## De opdracht
Selecteer in het onderstaande materiaal elke regel waarin het woord "covered" voorkomt en neem die regels over.

◇ ◇ ◇ ◇ ◇ ◇ ◇

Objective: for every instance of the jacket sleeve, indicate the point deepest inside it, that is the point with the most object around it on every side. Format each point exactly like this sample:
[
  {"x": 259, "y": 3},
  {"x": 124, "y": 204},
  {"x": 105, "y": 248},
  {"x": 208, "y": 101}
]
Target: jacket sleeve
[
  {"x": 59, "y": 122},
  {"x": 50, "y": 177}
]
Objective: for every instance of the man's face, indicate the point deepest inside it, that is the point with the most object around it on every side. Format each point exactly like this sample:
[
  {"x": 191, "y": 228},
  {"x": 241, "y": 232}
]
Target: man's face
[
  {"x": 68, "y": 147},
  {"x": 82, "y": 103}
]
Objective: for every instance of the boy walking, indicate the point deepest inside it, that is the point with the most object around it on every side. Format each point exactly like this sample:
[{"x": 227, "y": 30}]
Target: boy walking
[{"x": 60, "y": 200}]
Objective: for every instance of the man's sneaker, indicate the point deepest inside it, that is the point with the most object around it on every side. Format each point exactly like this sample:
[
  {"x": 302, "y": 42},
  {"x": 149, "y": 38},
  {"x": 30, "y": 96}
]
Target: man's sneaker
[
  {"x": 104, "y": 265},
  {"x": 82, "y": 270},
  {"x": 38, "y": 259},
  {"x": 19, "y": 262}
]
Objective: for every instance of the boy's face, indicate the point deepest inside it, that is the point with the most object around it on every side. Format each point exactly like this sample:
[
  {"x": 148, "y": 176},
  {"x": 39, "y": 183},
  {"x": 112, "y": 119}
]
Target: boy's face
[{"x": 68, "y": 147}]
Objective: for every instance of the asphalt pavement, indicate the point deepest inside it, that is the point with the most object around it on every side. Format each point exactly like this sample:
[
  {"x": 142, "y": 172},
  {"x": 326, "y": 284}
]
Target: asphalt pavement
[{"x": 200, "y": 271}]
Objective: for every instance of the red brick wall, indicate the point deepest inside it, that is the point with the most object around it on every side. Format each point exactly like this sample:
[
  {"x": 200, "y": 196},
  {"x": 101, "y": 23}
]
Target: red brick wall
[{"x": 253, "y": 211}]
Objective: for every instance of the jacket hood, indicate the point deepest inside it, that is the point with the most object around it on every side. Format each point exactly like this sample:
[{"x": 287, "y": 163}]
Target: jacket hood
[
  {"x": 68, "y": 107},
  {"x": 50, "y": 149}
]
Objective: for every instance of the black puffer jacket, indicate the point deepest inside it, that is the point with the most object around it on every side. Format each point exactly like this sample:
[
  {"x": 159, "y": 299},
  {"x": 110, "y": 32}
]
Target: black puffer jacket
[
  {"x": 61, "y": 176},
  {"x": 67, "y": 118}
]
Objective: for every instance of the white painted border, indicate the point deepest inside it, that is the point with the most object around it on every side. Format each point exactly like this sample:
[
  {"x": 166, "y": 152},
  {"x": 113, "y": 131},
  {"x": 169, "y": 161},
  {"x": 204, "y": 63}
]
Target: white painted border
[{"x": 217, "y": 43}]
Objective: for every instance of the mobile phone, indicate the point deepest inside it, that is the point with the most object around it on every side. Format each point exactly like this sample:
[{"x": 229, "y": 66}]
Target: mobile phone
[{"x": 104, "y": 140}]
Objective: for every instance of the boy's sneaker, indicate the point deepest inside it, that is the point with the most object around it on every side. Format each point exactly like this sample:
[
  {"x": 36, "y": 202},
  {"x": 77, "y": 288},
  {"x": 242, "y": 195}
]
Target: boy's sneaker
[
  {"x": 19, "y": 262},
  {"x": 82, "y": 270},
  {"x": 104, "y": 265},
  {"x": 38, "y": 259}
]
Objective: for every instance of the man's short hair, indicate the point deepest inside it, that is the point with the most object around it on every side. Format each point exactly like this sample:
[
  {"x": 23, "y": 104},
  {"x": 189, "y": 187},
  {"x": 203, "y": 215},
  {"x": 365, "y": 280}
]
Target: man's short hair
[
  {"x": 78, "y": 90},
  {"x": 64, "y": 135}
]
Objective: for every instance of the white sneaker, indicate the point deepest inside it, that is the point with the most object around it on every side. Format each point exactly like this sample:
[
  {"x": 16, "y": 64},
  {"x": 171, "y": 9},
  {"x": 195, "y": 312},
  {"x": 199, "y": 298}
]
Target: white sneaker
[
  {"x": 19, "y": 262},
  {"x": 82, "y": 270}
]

◇ ◇ ◇ ◇ ◇ ◇ ◇

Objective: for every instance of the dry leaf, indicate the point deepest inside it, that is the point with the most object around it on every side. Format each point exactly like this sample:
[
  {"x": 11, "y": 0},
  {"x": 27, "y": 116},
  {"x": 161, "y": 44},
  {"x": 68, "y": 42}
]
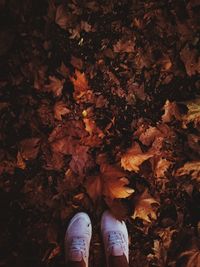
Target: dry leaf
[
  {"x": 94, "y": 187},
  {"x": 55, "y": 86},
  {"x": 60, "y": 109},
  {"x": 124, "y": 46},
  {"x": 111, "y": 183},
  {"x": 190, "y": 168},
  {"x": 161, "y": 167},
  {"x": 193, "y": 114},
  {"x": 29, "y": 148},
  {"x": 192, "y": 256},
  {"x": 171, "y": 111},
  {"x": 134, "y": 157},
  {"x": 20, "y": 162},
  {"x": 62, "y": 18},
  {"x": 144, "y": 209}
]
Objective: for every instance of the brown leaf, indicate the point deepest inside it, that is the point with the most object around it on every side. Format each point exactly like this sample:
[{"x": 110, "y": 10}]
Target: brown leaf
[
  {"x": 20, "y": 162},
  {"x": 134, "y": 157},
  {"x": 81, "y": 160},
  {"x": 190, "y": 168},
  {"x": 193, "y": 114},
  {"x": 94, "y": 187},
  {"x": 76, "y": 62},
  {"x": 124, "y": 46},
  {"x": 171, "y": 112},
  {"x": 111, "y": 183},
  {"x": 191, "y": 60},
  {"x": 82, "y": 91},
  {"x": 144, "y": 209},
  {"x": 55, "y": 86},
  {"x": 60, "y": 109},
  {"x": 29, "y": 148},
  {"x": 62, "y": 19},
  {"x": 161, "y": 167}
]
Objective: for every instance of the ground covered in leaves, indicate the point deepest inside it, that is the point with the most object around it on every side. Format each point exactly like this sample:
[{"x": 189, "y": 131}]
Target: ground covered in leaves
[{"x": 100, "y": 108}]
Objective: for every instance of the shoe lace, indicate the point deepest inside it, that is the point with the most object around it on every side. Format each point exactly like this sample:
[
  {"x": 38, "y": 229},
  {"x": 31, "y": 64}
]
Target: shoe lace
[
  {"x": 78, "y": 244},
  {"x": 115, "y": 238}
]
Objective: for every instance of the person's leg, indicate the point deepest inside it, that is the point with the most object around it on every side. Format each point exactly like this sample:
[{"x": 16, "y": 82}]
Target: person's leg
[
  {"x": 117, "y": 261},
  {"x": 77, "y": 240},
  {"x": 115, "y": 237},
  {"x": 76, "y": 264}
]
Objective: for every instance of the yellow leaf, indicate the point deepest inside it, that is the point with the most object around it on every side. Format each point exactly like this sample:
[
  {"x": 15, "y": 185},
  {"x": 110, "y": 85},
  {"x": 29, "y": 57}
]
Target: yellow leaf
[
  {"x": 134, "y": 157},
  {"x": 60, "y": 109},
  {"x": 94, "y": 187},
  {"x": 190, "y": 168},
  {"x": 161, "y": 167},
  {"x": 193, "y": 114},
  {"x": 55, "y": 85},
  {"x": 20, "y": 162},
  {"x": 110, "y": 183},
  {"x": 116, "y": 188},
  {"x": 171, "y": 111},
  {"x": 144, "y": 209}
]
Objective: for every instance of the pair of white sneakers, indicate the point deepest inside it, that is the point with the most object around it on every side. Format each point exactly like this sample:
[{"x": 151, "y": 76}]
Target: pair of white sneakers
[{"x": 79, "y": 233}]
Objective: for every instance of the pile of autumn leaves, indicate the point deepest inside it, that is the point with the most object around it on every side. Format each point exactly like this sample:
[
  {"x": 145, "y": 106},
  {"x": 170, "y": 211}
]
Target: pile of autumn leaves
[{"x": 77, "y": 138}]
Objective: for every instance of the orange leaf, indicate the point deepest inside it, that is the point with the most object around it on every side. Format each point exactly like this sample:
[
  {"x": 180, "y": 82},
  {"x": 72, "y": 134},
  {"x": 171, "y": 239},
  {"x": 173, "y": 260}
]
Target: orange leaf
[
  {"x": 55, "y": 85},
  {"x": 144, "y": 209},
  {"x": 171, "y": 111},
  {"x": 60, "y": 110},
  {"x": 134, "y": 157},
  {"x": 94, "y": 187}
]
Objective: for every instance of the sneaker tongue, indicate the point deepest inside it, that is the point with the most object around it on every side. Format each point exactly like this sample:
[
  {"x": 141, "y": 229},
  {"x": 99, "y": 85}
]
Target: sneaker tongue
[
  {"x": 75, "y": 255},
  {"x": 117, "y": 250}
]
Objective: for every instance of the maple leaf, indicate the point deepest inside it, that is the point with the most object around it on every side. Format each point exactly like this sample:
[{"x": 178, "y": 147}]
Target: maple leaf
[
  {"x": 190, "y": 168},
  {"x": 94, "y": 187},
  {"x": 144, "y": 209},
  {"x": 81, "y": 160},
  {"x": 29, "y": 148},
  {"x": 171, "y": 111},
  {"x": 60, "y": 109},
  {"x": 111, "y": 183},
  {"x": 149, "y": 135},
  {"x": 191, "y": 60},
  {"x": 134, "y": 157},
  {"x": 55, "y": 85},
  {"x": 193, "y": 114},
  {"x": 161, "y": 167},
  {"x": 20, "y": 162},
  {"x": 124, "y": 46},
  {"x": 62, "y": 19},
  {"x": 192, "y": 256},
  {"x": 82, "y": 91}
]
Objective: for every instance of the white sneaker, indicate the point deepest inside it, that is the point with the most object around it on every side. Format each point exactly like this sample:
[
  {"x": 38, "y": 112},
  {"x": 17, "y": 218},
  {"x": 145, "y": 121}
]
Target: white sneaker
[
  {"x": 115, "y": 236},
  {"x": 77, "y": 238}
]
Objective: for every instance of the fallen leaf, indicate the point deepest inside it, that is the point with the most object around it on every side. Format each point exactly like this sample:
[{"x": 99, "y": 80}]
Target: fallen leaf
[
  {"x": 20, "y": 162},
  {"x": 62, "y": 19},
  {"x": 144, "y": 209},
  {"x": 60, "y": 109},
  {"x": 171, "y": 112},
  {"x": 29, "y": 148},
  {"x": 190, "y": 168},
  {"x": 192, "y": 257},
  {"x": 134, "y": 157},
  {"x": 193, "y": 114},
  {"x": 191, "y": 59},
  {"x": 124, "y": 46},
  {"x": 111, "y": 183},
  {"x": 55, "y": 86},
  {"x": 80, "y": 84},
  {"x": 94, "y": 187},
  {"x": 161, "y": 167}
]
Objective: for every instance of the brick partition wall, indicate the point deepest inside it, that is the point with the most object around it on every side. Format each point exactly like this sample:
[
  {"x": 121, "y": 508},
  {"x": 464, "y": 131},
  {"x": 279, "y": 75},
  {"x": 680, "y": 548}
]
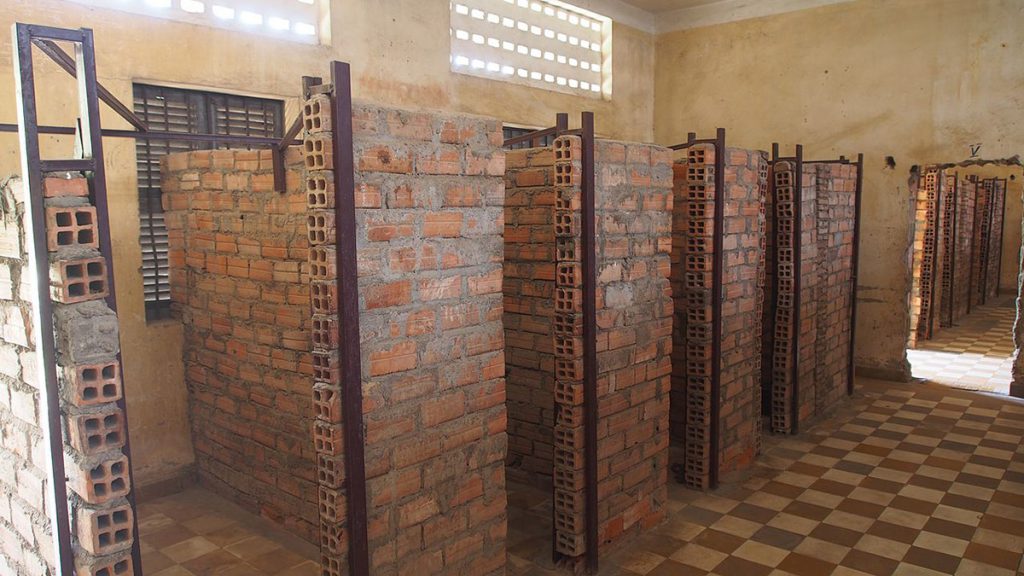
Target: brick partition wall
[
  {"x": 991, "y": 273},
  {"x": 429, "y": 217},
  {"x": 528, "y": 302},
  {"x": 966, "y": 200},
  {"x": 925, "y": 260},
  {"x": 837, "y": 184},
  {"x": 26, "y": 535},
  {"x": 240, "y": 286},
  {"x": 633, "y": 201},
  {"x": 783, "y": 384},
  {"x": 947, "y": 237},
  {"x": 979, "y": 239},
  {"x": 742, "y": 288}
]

◇ ◇ ◇ ◇ ◇ ◇ ◇

## De oplossing
Objective: for every instance of the ground covered in leaves, indicate the point deepest inside it, that is the point with the most object around it on every side. Format each point exactly like this sample:
Target: ground covered in leaves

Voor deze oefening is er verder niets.